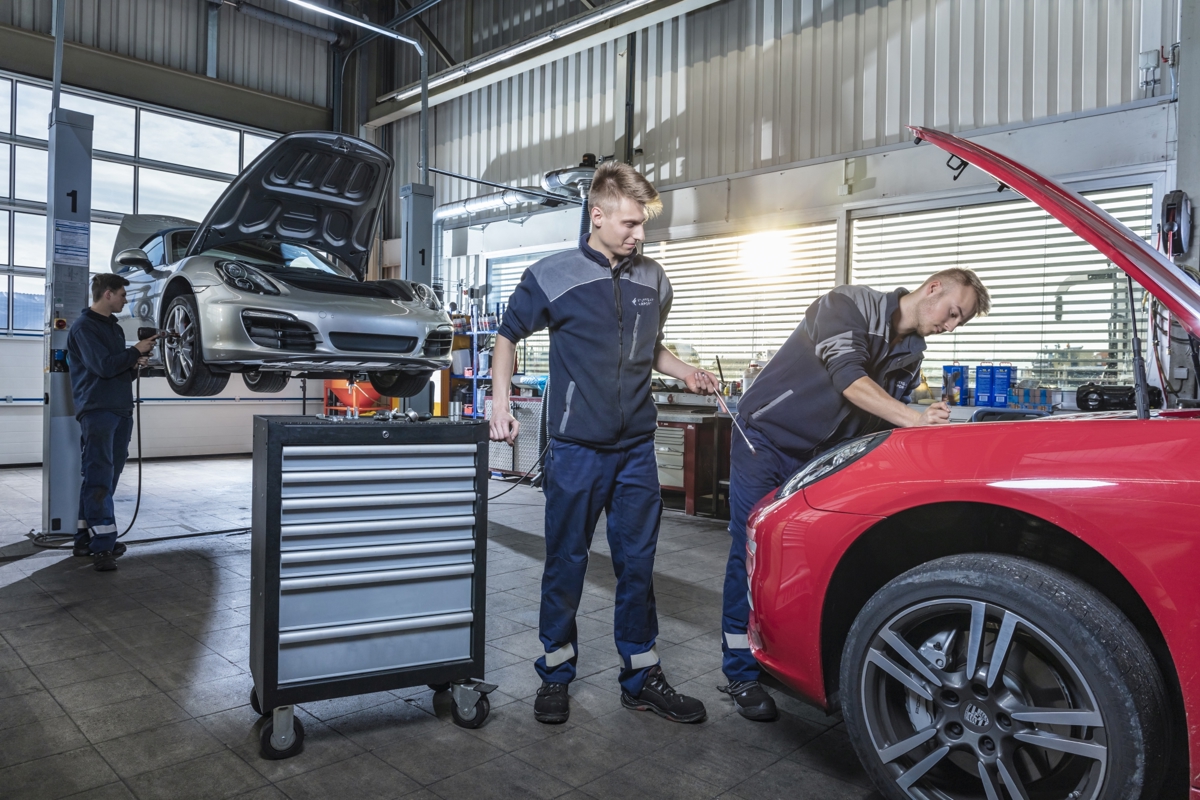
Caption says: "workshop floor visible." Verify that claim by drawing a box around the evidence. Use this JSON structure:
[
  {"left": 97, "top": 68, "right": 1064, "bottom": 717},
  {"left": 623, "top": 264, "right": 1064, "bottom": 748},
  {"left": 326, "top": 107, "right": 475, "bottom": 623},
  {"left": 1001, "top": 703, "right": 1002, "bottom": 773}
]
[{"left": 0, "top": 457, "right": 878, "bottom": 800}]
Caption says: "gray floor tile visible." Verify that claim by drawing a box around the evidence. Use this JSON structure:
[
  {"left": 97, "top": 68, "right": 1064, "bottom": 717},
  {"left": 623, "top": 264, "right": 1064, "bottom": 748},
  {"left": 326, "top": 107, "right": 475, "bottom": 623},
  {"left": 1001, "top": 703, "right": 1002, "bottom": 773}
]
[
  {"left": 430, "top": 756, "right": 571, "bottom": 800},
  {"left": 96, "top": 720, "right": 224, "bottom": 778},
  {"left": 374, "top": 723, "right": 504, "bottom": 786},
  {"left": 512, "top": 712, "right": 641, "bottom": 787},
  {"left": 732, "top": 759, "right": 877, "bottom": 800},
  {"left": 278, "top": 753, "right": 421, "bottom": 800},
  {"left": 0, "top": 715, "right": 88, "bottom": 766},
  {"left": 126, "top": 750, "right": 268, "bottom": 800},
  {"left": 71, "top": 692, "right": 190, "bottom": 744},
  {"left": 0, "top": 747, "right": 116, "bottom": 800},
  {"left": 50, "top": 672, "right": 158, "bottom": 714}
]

* * *

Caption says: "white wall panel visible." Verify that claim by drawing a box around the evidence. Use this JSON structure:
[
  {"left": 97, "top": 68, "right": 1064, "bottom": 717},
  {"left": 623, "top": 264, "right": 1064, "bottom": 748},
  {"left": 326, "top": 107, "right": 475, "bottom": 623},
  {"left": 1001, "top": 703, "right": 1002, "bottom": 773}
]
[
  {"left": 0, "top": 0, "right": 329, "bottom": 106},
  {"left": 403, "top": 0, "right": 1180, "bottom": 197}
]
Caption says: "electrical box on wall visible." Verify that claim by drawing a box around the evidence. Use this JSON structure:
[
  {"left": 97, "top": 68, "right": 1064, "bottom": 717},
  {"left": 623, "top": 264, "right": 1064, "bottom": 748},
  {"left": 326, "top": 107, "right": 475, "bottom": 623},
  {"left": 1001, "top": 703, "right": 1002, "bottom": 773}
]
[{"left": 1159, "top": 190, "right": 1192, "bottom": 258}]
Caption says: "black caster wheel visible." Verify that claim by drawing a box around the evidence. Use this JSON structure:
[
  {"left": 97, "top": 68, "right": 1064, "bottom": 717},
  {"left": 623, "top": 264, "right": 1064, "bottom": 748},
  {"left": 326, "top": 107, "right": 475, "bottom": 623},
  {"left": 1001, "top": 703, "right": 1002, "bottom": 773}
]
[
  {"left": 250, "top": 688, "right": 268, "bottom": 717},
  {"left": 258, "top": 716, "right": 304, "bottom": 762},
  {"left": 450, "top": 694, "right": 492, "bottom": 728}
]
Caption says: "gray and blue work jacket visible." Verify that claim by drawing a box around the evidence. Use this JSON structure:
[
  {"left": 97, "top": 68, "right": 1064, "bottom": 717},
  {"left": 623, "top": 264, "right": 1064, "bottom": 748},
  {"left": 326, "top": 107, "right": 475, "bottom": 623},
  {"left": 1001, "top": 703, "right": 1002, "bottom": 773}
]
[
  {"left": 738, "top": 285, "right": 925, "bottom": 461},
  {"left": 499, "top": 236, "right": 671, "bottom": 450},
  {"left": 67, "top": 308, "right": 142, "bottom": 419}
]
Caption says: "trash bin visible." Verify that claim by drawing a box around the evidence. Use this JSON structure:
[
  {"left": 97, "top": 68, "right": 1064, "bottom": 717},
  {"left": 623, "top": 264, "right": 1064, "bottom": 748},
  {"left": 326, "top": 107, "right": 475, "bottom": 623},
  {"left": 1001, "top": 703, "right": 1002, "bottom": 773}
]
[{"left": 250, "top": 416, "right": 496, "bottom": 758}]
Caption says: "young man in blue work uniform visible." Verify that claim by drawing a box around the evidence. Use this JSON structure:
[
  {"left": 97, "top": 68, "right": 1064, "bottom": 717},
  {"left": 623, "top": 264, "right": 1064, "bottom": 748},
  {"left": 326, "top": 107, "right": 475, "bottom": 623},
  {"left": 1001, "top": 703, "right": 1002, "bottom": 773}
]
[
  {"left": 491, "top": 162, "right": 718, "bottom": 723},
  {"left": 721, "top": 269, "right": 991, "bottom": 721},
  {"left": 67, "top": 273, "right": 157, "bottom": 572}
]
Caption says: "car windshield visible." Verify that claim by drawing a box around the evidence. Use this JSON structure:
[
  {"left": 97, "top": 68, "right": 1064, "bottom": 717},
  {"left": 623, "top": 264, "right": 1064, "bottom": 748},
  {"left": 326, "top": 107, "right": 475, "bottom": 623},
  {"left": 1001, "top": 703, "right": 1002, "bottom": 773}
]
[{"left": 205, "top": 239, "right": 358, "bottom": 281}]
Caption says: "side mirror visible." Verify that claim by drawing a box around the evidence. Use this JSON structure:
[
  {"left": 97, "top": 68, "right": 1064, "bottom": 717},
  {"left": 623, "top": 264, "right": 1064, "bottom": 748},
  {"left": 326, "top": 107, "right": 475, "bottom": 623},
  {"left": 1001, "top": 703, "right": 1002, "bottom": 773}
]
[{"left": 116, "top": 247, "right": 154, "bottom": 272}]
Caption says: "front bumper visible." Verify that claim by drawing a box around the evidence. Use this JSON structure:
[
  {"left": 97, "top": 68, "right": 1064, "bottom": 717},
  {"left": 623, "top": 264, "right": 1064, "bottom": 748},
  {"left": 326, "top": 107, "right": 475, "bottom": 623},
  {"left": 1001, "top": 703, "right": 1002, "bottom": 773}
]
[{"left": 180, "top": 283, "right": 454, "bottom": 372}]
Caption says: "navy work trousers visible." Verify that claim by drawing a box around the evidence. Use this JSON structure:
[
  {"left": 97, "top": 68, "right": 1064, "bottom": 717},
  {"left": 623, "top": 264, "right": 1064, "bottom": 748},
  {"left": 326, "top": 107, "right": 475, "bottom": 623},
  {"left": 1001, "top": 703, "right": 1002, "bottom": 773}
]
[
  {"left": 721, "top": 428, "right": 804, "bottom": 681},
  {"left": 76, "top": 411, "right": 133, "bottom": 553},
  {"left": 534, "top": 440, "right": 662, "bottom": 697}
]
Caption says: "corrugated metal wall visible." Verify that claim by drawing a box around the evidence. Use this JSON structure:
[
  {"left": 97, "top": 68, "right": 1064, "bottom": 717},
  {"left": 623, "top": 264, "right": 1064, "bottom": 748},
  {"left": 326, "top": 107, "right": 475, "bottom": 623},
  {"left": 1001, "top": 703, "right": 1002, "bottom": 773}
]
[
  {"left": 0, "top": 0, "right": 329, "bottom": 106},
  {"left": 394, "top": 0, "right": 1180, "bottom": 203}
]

---

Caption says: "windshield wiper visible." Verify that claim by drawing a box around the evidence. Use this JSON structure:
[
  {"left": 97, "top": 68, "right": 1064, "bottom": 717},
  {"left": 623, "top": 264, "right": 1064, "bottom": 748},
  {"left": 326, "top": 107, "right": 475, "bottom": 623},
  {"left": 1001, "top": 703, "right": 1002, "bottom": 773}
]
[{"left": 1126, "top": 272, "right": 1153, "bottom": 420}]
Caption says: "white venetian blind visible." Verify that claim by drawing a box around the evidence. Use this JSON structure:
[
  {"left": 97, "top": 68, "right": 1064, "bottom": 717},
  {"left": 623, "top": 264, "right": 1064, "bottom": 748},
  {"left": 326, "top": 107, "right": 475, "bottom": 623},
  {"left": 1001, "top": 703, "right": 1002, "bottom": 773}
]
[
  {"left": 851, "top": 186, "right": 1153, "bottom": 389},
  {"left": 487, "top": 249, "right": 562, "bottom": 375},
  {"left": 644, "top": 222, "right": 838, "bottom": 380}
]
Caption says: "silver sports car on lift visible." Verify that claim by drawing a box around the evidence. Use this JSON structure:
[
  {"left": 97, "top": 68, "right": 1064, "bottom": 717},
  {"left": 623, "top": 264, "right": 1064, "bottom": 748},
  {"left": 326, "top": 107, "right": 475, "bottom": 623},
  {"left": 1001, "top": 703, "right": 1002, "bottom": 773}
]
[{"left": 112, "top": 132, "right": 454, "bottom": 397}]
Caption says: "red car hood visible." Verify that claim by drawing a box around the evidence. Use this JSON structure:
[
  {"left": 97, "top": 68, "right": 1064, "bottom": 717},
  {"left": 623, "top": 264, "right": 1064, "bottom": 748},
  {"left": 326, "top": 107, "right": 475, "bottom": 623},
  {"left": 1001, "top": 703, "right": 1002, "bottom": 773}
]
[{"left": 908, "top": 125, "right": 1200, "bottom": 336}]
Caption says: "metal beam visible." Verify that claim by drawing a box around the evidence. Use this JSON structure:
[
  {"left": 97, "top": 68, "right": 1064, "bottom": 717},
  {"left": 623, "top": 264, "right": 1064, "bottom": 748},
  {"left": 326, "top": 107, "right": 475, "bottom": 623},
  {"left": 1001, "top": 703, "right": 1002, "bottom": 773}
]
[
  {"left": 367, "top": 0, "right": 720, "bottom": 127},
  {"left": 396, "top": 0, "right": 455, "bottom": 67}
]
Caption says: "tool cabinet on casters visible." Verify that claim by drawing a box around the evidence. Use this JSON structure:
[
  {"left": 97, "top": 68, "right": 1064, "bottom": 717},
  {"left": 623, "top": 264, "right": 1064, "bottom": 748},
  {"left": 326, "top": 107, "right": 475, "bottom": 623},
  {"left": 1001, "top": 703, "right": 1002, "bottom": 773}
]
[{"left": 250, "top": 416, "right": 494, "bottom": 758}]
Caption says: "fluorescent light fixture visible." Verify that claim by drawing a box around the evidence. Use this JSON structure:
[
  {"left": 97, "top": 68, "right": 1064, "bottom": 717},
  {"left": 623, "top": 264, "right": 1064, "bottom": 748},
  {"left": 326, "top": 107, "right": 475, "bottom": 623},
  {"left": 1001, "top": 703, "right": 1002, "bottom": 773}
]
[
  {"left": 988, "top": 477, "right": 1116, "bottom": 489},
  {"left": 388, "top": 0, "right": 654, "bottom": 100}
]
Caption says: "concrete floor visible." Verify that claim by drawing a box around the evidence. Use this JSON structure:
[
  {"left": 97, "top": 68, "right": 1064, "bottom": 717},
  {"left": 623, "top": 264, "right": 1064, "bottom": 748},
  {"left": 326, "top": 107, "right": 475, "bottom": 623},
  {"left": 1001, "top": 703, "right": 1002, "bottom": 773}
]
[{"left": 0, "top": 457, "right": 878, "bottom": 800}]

§ **Stated exercise**: Extract every line above that contains the string "metal", matching case exactly.

§ **Exercise response**:
Caption says: "corrugated metal wall visible." Verify that claim by drawing a box around the evidence. Use this JSON structure:
Caption says: "metal beam visible." Verify that claim by drawing a box around the evidence. Use this JSON structure:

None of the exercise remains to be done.